__TASK__. From the items below, pull out every line that contains the word "window". Case counts, so match capital and lowercase letters exactly.

** START OF DATASET ROWS **

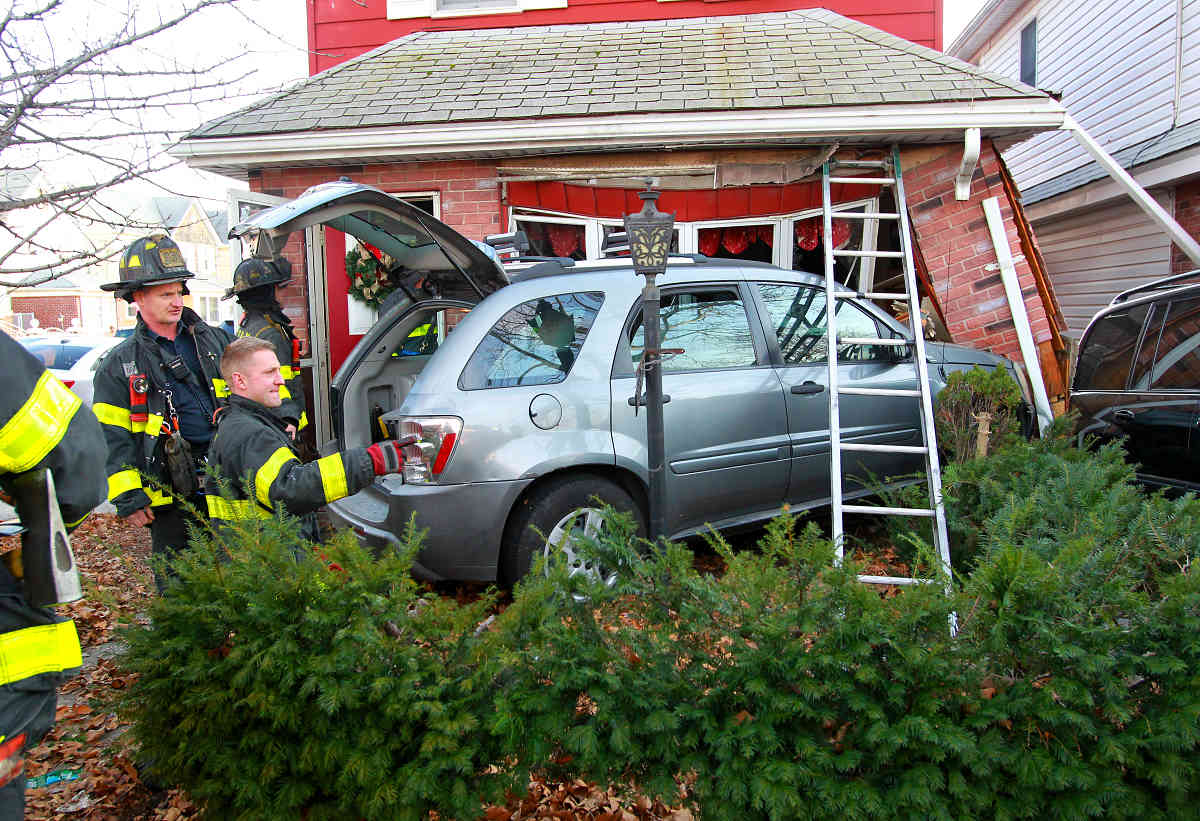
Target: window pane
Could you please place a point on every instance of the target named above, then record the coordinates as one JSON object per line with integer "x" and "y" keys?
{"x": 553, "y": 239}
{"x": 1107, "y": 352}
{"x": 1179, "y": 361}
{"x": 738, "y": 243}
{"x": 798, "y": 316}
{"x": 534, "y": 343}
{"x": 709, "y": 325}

** END OF DATASET ROWS **
** START OF DATASET ROWS **

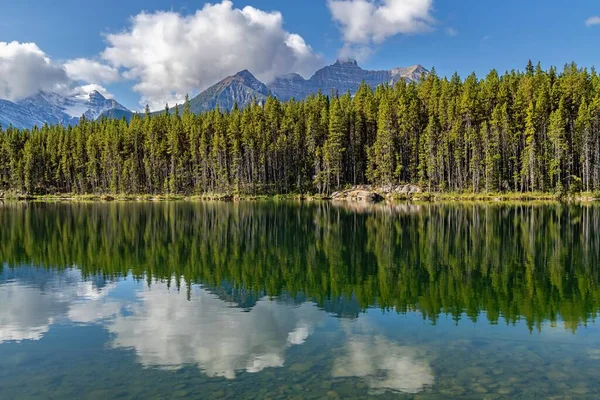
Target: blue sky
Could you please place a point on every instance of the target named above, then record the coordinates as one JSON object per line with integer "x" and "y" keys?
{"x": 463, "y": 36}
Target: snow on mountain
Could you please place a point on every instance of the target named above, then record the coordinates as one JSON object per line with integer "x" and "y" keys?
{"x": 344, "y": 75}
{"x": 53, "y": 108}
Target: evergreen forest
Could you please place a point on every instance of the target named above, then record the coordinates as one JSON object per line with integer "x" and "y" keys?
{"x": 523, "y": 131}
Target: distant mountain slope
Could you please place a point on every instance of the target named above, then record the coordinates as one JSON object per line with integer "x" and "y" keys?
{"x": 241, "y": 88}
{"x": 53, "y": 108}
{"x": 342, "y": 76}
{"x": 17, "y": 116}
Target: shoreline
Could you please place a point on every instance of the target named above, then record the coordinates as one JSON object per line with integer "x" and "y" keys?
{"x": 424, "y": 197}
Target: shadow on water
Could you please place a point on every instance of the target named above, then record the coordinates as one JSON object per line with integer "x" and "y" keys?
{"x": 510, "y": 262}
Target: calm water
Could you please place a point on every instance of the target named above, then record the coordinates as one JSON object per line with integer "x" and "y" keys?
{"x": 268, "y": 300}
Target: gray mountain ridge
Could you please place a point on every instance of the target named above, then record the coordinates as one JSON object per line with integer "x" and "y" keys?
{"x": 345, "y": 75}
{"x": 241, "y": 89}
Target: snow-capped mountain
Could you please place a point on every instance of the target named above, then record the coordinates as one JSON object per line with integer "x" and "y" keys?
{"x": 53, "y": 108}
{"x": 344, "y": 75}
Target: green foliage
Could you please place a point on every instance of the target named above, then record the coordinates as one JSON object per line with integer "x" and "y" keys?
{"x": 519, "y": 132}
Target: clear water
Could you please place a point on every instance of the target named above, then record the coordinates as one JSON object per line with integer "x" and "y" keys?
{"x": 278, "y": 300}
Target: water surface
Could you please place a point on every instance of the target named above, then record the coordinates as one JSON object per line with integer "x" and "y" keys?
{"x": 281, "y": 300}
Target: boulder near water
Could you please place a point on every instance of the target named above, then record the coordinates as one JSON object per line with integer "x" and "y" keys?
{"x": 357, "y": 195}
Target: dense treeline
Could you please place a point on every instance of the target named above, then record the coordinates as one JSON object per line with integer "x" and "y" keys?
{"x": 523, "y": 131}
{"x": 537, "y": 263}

** END OF DATASET ROWS **
** START OF DATASET ROWS **

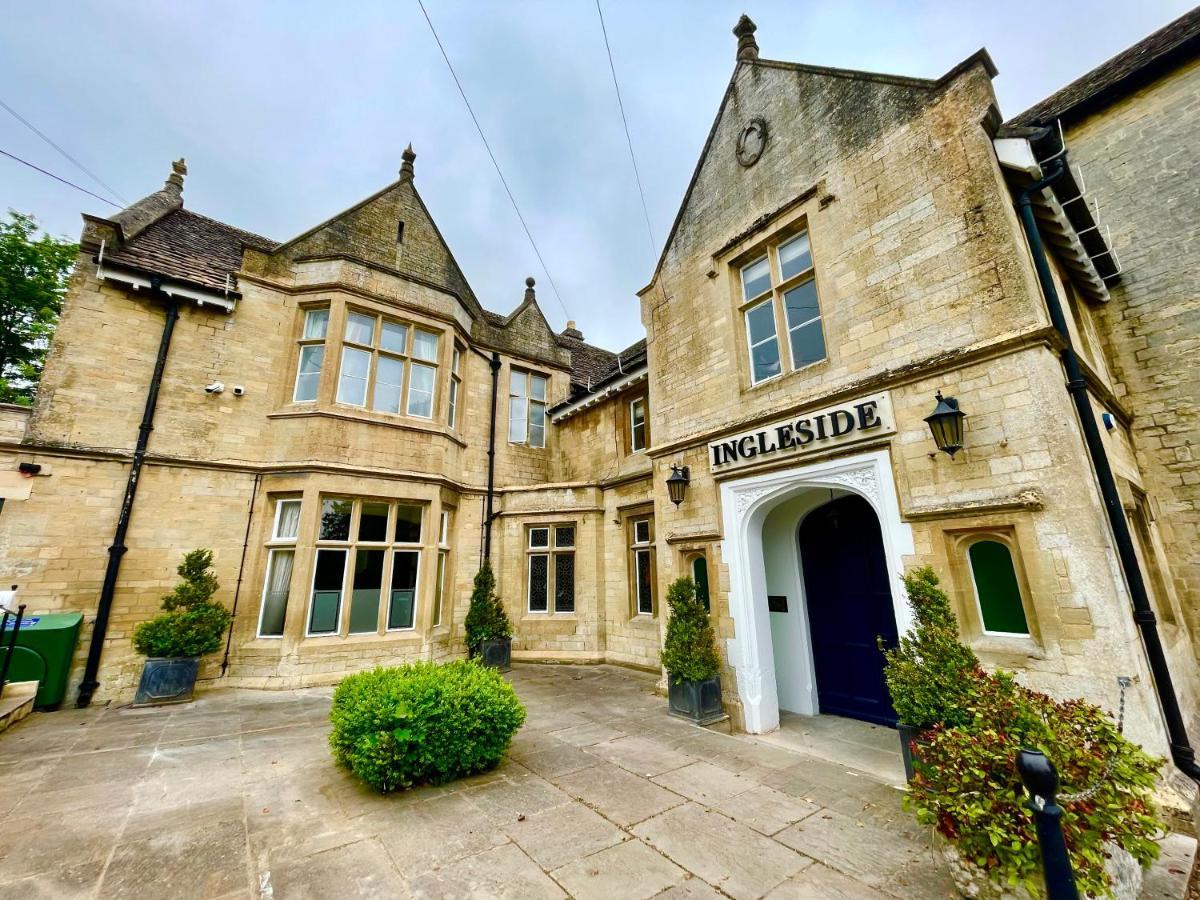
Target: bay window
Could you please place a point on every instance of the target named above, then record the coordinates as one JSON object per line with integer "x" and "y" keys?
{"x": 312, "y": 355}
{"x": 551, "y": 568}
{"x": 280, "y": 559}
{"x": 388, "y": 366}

** END OF DATASET ROWS **

__TASK OUTPUT__.
Target: window pane
Target: bay window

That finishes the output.